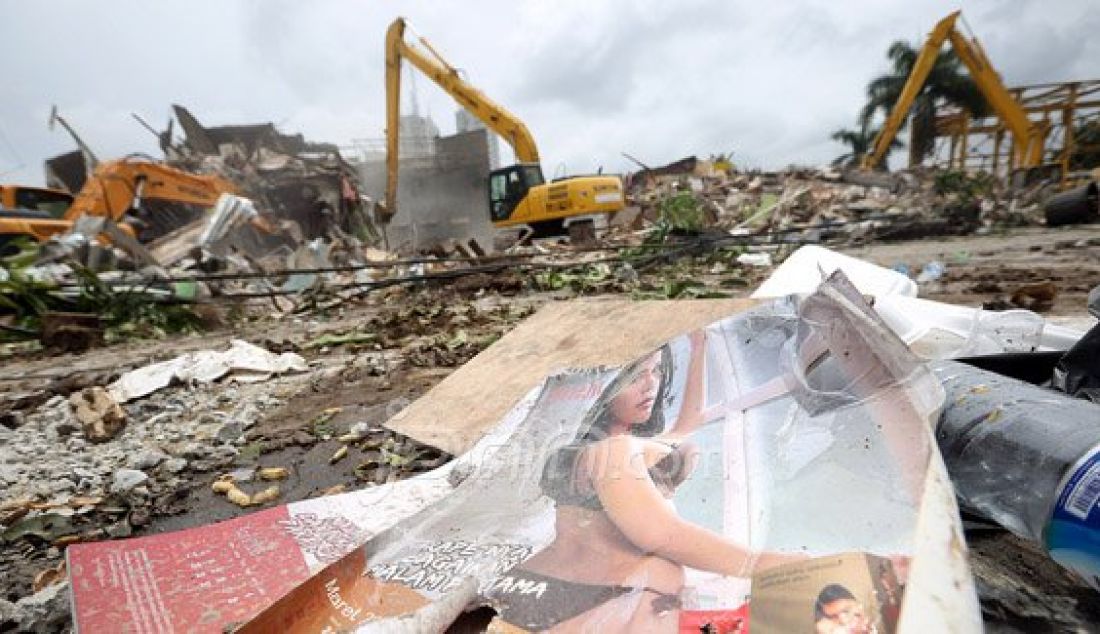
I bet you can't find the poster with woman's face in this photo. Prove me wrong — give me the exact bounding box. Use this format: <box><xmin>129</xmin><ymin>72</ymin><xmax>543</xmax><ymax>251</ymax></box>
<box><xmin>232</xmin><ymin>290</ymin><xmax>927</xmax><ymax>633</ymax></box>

● ● ● ● ● ● ●

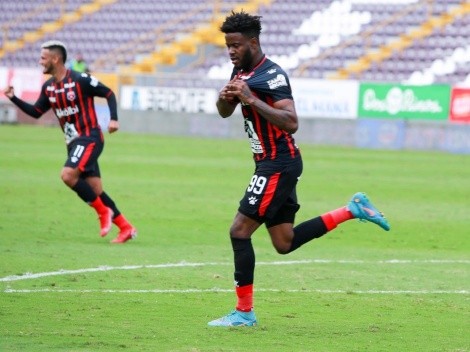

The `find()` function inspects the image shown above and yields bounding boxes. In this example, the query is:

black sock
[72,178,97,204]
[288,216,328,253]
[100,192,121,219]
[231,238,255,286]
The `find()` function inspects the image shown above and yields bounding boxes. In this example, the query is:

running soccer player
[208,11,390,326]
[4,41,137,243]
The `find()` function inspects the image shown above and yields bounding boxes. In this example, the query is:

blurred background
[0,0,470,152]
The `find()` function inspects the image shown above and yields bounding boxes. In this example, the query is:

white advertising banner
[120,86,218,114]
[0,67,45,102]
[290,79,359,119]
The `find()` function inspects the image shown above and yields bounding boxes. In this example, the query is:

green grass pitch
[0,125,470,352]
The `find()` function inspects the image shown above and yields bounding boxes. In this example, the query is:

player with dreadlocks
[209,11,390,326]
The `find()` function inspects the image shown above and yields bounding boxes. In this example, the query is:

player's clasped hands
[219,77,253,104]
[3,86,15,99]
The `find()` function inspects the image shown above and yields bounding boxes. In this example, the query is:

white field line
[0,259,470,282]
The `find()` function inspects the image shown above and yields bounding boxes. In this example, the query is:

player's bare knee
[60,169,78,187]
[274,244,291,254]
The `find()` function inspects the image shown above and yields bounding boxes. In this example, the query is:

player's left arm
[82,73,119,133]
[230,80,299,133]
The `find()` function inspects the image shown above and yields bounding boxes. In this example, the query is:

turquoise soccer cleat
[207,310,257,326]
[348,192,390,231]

● ● ● ● ● ● ●

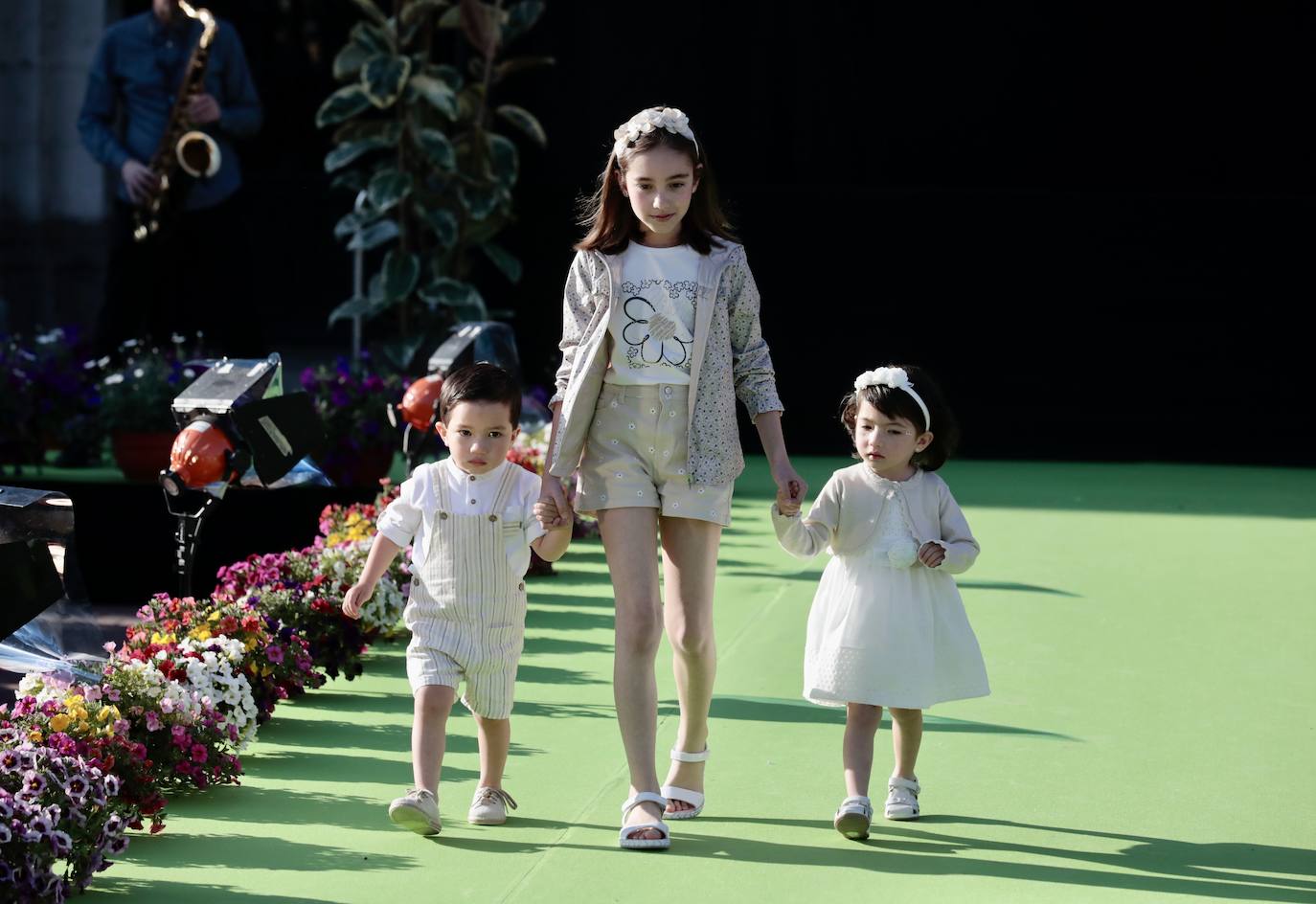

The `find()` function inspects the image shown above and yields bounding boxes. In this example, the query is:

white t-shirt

● ● ● ● ● ● ●

Report every line in the rows above that contains the string "ymax", copying each line in full.

I bet you can't find the poster with woman's face in this photo. Prove me wrong — give me the exact bounding box. Use this format: <box><xmin>129</xmin><ymin>72</ymin><xmax>543</xmax><ymax>251</ymax></box>
<box><xmin>232</xmin><ymin>290</ymin><xmax>927</xmax><ymax>633</ymax></box>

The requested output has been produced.